===== Records provided =====
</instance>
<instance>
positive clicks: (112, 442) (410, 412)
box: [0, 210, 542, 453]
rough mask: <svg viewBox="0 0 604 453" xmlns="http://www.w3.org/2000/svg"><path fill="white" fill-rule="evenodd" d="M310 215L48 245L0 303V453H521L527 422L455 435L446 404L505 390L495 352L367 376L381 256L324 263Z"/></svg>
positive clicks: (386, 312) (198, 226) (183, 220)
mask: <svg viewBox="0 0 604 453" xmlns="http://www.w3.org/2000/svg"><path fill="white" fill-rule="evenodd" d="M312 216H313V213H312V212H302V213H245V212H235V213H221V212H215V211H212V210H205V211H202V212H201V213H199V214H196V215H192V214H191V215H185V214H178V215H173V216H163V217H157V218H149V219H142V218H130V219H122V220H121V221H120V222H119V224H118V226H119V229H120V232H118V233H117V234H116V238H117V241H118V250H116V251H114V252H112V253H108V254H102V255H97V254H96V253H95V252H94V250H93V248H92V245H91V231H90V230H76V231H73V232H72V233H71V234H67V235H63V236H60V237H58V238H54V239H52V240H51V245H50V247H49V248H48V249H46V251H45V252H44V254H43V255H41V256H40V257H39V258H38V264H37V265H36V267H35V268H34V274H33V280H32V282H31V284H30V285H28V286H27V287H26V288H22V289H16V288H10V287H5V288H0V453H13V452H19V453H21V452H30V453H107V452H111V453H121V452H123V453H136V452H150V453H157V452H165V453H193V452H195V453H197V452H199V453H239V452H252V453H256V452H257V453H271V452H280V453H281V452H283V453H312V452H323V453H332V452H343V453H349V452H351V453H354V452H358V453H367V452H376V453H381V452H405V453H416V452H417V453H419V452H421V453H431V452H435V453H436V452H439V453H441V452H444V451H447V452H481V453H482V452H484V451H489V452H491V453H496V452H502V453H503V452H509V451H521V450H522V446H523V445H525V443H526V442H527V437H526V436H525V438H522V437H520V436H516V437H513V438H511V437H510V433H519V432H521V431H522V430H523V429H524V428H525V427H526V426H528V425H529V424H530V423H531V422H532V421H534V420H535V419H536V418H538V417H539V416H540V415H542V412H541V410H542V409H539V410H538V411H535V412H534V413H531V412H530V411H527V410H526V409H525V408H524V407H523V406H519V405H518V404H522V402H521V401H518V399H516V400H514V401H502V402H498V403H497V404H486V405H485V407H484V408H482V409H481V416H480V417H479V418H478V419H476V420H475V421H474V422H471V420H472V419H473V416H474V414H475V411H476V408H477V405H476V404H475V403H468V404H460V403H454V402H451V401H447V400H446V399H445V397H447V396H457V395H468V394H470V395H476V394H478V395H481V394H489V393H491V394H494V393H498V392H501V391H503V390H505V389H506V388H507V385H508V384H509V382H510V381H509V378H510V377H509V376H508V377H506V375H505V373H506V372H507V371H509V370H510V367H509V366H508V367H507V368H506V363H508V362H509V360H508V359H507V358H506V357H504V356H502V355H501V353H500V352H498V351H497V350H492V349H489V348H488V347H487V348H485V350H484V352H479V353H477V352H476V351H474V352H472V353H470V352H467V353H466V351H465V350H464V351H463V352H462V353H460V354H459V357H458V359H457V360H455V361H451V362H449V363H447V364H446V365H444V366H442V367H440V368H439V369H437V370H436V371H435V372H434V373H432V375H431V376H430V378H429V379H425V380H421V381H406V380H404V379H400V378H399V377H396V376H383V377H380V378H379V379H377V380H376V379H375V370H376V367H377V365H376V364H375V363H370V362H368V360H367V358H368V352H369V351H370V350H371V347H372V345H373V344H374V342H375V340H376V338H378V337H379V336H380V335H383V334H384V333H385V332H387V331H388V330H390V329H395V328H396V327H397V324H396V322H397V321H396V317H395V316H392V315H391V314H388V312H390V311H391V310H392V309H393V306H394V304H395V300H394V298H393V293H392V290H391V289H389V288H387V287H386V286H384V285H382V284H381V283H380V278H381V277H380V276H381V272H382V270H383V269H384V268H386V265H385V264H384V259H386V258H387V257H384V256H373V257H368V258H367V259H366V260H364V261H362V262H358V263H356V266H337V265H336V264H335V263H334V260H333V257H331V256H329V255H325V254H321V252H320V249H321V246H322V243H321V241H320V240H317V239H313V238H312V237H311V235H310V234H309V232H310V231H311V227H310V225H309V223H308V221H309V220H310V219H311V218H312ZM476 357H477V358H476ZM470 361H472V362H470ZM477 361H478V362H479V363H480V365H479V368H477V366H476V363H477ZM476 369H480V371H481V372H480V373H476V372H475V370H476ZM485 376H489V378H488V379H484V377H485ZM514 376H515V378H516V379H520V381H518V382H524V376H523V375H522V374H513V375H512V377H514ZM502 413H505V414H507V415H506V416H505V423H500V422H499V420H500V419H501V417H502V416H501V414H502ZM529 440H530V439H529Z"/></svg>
=====
Task goal — Exactly as given, set down all of the lines above.

Exercise result —
</instance>
<instance>
positive clicks: (112, 442) (410, 412)
box: [0, 210, 542, 453]
rough mask: <svg viewBox="0 0 604 453" xmlns="http://www.w3.org/2000/svg"><path fill="white" fill-rule="evenodd" d="M310 215L48 245L0 303V453H521L527 422L455 435L446 404L505 390L495 352L367 376L381 256L324 263Z"/></svg>
positive clicks: (386, 312) (198, 226) (183, 220)
mask: <svg viewBox="0 0 604 453" xmlns="http://www.w3.org/2000/svg"><path fill="white" fill-rule="evenodd" d="M312 216H313V213H312V212H302V213H245V212H235V213H221V212H215V211H212V210H205V211H202V212H201V213H199V214H196V215H192V214H191V215H185V214H178V215H173V216H163V217H157V218H149V219H142V218H130V219H122V220H121V221H120V222H119V224H118V226H119V229H120V232H118V233H117V234H116V238H117V241H118V250H116V251H114V252H112V253H108V254H102V255H97V254H96V253H95V252H94V250H93V248H92V245H91V231H90V230H76V231H73V232H72V233H71V234H67V235H63V236H60V237H58V238H54V239H52V240H51V245H50V247H49V248H48V249H46V251H45V252H44V254H43V255H41V256H40V257H39V258H38V264H37V265H36V267H35V268H34V274H33V280H32V282H31V284H30V285H28V286H27V287H26V288H22V289H16V288H10V287H5V288H0V453H13V452H19V453H21V452H30V453H107V452H111V453H121V452H123V453H136V452H150V453H157V452H165V453H193V452H195V453H197V452H199V453H239V452H252V453H256V452H257V453H271V452H280V453H281V452H283V453H312V452H323V453H332V452H343V453H349V452H351V453H354V452H358V453H367V452H376V453H381V452H405V453H416V452H417V453H419V452H421V453H431V452H435V453H436V452H439V453H441V452H444V451H447V452H481V453H482V452H484V451H489V452H491V453H496V452H502V453H503V452H509V451H521V450H522V446H523V445H525V443H526V442H527V437H526V436H525V438H522V437H520V436H516V437H513V438H511V437H510V433H519V432H521V431H522V430H523V429H524V428H525V427H526V426H528V425H529V424H530V423H531V422H532V421H534V420H535V419H536V418H538V417H539V416H540V415H542V412H541V410H542V409H539V410H538V411H535V412H534V413H531V412H530V411H527V410H526V409H525V408H524V407H523V406H519V405H518V404H522V402H521V401H518V399H516V400H514V401H502V402H498V403H497V404H486V405H485V407H484V408H482V409H481V416H480V417H479V418H478V419H476V420H475V421H474V422H471V420H472V419H473V416H474V414H475V411H476V408H477V405H476V404H475V403H468V404H460V403H454V402H451V401H447V400H446V399H445V397H447V396H457V395H468V394H470V395H476V394H478V395H481V394H489V393H491V394H494V393H498V392H501V391H503V390H505V389H506V388H507V385H508V384H509V382H510V381H509V378H510V377H509V376H508V377H506V375H505V373H506V372H507V371H509V370H510V367H509V366H508V367H507V368H506V363H508V362H509V360H508V359H507V358H506V357H504V356H502V355H501V353H500V352H498V351H497V350H492V349H489V348H488V347H487V348H485V350H484V352H479V353H477V352H476V351H474V352H472V353H470V352H467V353H466V351H465V350H464V351H463V352H462V353H460V354H459V357H458V359H457V360H455V361H451V362H449V363H447V364H446V365H444V366H442V367H440V368H439V369H437V370H436V371H435V372H434V373H432V375H431V376H430V378H429V379H425V380H421V381H406V380H404V379H400V378H399V377H396V376H383V377H380V378H379V379H377V380H376V379H375V370H376V367H377V365H376V364H375V363H370V362H368V360H367V358H368V352H369V351H370V350H371V347H372V345H373V344H374V342H375V340H376V338H378V337H379V336H380V335H383V334H384V333H385V332H387V331H388V330H390V329H395V328H396V327H397V324H396V322H397V321H396V317H395V316H392V315H391V314H388V312H390V311H391V310H392V309H393V306H394V304H395V300H394V298H393V293H392V290H391V289H389V288H387V287H386V286H384V285H382V284H381V283H380V278H381V277H380V276H381V272H382V270H383V269H384V268H386V265H385V264H384V259H386V258H387V257H384V256H373V257H368V258H367V259H366V260H364V261H362V262H358V263H356V266H337V265H336V264H335V263H334V260H333V257H331V256H329V255H325V254H321V252H320V249H321V246H322V243H321V241H320V240H317V239H313V238H312V237H311V235H310V234H309V232H310V231H311V227H310V225H309V223H308V221H309V220H310V219H311V218H312ZM476 357H477V358H476ZM470 361H472V362H470ZM477 361H478V362H479V363H480V365H479V368H477V366H476V363H477ZM476 369H480V371H481V372H480V373H476V372H475V370H476ZM485 376H489V378H488V379H484V377H485ZM514 376H515V378H516V379H520V381H518V382H524V376H523V375H522V374H513V375H512V377H514ZM502 413H505V414H507V415H506V416H505V423H500V422H499V420H500V419H501V417H502V416H501V414H502ZM529 440H530V439H529Z"/></svg>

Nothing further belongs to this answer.